Object detection data:
/---

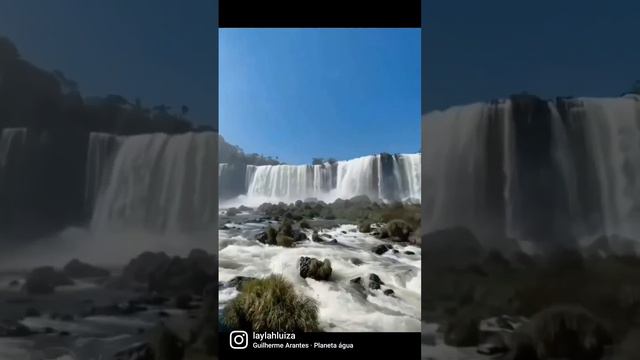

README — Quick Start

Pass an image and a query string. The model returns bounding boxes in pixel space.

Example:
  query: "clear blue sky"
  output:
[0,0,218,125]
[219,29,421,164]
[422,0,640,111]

\---
/---

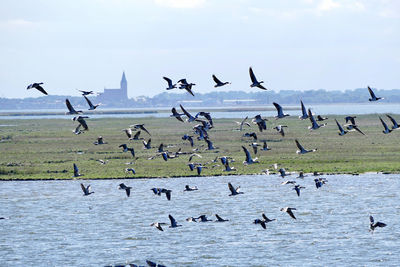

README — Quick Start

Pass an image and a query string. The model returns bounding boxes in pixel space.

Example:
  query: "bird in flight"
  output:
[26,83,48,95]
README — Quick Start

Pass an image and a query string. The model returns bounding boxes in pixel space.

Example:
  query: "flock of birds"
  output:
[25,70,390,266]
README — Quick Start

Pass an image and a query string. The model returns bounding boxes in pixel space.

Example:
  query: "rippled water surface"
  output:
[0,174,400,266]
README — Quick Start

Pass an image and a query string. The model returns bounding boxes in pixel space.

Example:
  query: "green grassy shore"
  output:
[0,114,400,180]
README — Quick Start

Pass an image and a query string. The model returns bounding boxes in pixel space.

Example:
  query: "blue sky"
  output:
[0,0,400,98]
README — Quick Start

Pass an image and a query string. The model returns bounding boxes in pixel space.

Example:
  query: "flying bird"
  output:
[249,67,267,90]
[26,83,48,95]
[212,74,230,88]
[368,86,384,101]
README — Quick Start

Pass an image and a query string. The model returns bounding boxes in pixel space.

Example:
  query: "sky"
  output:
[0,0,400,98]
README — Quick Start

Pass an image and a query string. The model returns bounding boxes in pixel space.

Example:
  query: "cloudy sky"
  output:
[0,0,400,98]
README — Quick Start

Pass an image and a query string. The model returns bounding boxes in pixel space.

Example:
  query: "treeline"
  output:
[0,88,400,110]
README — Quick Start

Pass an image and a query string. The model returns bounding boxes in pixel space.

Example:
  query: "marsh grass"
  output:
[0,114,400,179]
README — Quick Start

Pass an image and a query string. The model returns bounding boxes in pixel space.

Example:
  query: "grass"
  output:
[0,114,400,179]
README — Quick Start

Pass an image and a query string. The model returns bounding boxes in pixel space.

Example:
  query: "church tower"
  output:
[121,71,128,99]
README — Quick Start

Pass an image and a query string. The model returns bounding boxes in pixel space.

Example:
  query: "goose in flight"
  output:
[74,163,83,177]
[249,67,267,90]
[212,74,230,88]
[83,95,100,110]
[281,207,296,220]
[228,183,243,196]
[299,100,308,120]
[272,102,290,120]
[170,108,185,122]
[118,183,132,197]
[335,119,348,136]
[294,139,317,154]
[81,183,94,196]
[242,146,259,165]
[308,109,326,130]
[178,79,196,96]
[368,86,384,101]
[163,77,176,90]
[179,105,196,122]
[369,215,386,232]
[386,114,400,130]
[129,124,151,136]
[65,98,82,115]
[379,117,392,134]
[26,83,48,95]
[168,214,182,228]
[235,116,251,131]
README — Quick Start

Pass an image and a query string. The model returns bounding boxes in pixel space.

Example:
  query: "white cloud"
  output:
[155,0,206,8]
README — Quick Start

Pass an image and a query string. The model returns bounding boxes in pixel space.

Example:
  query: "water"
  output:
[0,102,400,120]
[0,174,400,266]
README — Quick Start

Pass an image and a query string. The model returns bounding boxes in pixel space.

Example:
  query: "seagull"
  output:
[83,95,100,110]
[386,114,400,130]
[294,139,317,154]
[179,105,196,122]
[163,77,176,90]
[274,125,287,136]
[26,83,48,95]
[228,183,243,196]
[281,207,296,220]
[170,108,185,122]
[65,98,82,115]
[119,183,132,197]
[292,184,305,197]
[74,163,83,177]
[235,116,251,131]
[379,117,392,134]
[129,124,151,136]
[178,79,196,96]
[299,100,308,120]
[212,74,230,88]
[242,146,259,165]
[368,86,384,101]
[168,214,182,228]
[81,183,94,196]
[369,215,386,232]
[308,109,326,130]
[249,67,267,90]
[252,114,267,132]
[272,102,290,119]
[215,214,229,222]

\---

▸ **Work required**
Find every line in the entries above that contains the string "water" and copy each one out. Treat uppercase and lowercase letters as different.

▸ **Exercise answer**
  query: "rippled water surface"
  query: "water"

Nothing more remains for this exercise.